Document extract:

Multiple variations as to how the
localization/positioning/proximity detection may be implemented may
be envisioned without departing from the scope of the present
technology. In some embodiments, the coordinates of the buyer
device may be retrieved from the link the buyer is sent to from the
text message. In another, the coordinates may be transmitted in
accordance with an app on the buyer phone (whether a dedicated
downloaded app or part of the operating system app (e.g. google OS)
or part of another app that is using GPS permissions for other
things (e.g. google maps) and will communicate coordinates upon
request. If the buyer device 104 location and seller device 102
location are in proximity, the server 20 will deduct that the buyer
4 is indeed standing in front of the seller 2 and/or physically
present in the store of the seller 2. At that point, the server 20
may conclude that the buyer 4 is proximal to the seller 2 without
further communication between the seller device 102 and buyer
device 104. For example because the buyer device 104 is confirmed
to be proximal to the seller device 102, a text message might not
be sent to the buyer device 104 for the buyer 4 to confirm that the
buyer 4 intends to perform this transaction. This may reduce the
need for buyer 4 to access his phone (buyer device 104) and take
action to approve the transaction.
[0060] The verification & authentication service 26 may receive
data about the transaction, the card being used, the merchant
information and the device of the cardholder to perform a risk
assessment and decide to authenticate the cardholder without
further verification, or to challenge the cardholder with
additional verifications. As an example, the verification &
authentication service 26 may be a 3DS service provider and may be
embodied as Cardinal Commerce or NuData.

Data:
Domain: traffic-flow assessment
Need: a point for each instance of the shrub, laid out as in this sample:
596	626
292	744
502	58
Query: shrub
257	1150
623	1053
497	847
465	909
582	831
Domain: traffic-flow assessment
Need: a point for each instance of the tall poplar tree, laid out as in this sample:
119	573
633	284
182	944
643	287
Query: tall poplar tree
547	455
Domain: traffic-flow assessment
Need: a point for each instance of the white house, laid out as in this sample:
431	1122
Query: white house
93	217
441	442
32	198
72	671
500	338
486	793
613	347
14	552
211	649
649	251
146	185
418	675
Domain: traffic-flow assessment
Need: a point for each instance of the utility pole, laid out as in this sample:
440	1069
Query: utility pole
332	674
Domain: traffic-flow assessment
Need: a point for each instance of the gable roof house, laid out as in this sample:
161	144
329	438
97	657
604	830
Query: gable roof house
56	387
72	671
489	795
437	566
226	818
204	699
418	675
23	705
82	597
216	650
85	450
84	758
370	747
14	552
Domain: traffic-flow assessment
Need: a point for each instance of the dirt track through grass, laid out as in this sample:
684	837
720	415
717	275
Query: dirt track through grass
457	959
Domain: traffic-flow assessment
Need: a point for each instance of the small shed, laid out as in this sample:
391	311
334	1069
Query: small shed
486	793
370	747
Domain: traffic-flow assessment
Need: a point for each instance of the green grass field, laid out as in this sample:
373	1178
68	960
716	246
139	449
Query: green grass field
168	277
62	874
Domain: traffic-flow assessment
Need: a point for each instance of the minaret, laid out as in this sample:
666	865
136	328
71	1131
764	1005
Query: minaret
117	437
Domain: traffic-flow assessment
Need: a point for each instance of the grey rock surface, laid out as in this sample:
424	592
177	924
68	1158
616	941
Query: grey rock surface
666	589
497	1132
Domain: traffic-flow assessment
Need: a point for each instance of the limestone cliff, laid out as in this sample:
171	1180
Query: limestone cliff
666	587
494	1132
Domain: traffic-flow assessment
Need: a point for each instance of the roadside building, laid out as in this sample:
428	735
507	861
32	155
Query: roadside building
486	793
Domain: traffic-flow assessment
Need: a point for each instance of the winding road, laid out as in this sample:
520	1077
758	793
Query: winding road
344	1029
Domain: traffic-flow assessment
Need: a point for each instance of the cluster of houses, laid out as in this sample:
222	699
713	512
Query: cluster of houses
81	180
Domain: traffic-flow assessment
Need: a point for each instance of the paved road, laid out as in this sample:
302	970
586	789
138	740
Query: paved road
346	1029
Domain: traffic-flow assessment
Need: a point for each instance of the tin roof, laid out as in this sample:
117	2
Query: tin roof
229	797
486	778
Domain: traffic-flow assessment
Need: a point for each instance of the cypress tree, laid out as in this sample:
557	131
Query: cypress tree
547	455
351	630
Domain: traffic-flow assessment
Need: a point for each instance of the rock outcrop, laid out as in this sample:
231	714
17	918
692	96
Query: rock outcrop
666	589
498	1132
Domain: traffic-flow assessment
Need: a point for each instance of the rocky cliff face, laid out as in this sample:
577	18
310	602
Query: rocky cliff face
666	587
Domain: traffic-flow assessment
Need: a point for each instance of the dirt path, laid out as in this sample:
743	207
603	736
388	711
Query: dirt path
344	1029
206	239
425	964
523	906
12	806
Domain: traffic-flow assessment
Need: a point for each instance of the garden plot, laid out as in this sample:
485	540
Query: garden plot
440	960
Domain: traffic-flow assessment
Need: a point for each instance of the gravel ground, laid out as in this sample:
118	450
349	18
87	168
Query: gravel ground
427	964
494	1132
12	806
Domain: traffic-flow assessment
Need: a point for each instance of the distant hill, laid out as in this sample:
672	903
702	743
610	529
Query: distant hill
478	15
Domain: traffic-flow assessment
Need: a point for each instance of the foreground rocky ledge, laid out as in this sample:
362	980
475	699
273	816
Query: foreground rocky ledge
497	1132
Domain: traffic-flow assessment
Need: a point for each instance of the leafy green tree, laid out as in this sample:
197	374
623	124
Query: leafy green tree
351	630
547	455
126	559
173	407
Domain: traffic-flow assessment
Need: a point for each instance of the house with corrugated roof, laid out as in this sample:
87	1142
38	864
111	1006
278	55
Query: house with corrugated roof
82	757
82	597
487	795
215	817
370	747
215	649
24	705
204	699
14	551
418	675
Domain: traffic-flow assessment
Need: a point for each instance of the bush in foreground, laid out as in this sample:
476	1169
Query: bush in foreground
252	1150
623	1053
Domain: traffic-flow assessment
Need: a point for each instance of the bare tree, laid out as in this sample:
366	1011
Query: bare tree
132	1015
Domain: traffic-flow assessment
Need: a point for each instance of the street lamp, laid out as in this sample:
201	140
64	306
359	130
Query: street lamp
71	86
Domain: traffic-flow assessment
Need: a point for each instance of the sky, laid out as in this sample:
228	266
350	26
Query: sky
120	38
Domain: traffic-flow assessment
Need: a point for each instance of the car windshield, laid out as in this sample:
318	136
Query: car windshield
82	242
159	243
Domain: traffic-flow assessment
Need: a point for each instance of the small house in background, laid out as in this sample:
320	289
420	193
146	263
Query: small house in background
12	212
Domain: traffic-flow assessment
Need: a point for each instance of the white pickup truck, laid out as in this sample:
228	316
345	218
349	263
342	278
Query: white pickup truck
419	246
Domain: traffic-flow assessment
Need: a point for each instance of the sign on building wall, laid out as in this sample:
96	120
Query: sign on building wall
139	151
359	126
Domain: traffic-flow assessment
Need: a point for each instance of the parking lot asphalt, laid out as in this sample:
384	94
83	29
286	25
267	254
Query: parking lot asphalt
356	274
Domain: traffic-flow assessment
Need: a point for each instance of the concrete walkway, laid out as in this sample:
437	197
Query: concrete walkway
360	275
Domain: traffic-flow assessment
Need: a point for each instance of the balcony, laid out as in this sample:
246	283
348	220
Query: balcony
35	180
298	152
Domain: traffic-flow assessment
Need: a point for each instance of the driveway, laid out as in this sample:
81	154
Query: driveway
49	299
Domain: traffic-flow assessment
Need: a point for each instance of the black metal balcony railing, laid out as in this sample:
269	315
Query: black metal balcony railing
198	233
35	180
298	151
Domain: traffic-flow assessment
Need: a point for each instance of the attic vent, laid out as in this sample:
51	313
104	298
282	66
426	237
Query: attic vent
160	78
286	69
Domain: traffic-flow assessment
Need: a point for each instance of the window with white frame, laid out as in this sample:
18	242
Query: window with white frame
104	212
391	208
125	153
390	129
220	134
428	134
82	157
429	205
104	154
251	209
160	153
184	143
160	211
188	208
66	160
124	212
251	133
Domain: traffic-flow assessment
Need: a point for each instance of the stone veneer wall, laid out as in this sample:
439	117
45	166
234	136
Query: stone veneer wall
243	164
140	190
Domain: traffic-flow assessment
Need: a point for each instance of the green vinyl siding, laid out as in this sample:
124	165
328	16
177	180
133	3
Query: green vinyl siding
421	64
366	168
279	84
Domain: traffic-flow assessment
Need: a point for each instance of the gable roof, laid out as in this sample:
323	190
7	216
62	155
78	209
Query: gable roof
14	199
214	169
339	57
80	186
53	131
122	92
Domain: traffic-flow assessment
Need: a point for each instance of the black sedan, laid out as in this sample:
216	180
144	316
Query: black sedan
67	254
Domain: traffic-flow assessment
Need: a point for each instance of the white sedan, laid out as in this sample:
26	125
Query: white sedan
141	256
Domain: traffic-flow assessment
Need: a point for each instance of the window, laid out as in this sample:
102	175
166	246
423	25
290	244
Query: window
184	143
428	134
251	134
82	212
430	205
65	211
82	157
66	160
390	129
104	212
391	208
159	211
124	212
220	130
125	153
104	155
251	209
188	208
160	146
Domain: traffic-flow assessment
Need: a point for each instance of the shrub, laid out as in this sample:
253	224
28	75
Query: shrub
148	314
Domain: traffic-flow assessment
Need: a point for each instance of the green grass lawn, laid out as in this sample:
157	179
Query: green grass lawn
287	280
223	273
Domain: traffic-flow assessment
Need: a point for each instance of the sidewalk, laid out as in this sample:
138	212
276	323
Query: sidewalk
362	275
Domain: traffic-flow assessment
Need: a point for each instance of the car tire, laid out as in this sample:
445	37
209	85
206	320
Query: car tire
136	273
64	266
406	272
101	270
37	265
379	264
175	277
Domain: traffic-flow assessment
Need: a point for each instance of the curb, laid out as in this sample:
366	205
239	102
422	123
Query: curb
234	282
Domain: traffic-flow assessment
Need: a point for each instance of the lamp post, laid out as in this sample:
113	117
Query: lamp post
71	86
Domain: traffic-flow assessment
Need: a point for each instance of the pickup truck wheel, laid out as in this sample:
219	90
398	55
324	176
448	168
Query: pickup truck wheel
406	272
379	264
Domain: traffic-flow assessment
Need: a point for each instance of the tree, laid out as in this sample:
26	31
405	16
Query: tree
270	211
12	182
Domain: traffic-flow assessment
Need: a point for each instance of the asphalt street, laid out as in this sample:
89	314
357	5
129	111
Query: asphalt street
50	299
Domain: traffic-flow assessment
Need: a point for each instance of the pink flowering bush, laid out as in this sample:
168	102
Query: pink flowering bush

Exercise set:
[1] Answer these from the buyer proximity passage, one line each:
(a) Which app is given as an example of another app that uses GPS permissions for other things?
(b) Once the buyer device 104 is confirmed to be near the seller device 102, what might not be sent to it?
(c) What two names are given for how the verification & authentication service 26 may be embodied?
[2] Say whether each statement agrees with the buyer proximity passage. Give yes or no, and quote the words that decide it.
(a) The server 20 reaches its conclusion about proximity only after more communication between the seller device and the buyer device.
(b) The verification & authentication service 26 may be a 3DS service provider.
(c) The coordinates of the buyer device may be taken from the link the buyer is sent to from the text message.
[3] Extend the buyer proximity passage with one more paragraph that follows on from its last sentence.

Final results:
[1]
(a) google maps
(b) A text message asking the buyer 4 to confirm that the buyer 4 intends to perform the transaction.
(c) Cardinal Commerce or NuData

[2]
(a) No: "without further communication between the seller device 102 and buyer device 104"
(b) Yes: "may be a 3DS service provider"
(c) Yes: "the coordinates of the buyer device may be retrieved from the link the buyer is sent to from the text message"

[3]
[0061] In some alternative embodiments, the ID verification service
22 may be operated by the server 20 which may communicate with one
or more mobile operators and/or one or more device vendors of the
buyer device 104 (e.g., Apple, Samsung, etc.) to obtain certain
information. In some embodiments, the information may comprise a
duration of how long the buyer device 104 has been held/associated
with the buyer 4, location information, human behavior information
that the one or more mobile operators may have collected about the
buyer 4, mobile phone bill information and/or buying history (e.g.,
apps buying history). The information may be leveraged and/or
compiled by the server 20 to add an additional level of security
allowing confirming that the buyer 4 is the actual owner of the
buyer device 104 and/or that the buyer 4 is the individual
associated with the buyer device 104. Other alternatives may also
be envisioned, such as alternative approaches leveraging biometric
information about the buyer 4, analytics, social physics based on
large amount of behavioral data combined with the use of machine
learning algorithms to provide high accuracy and matching name
and/or address with the mobile phone number or mobile phone ID.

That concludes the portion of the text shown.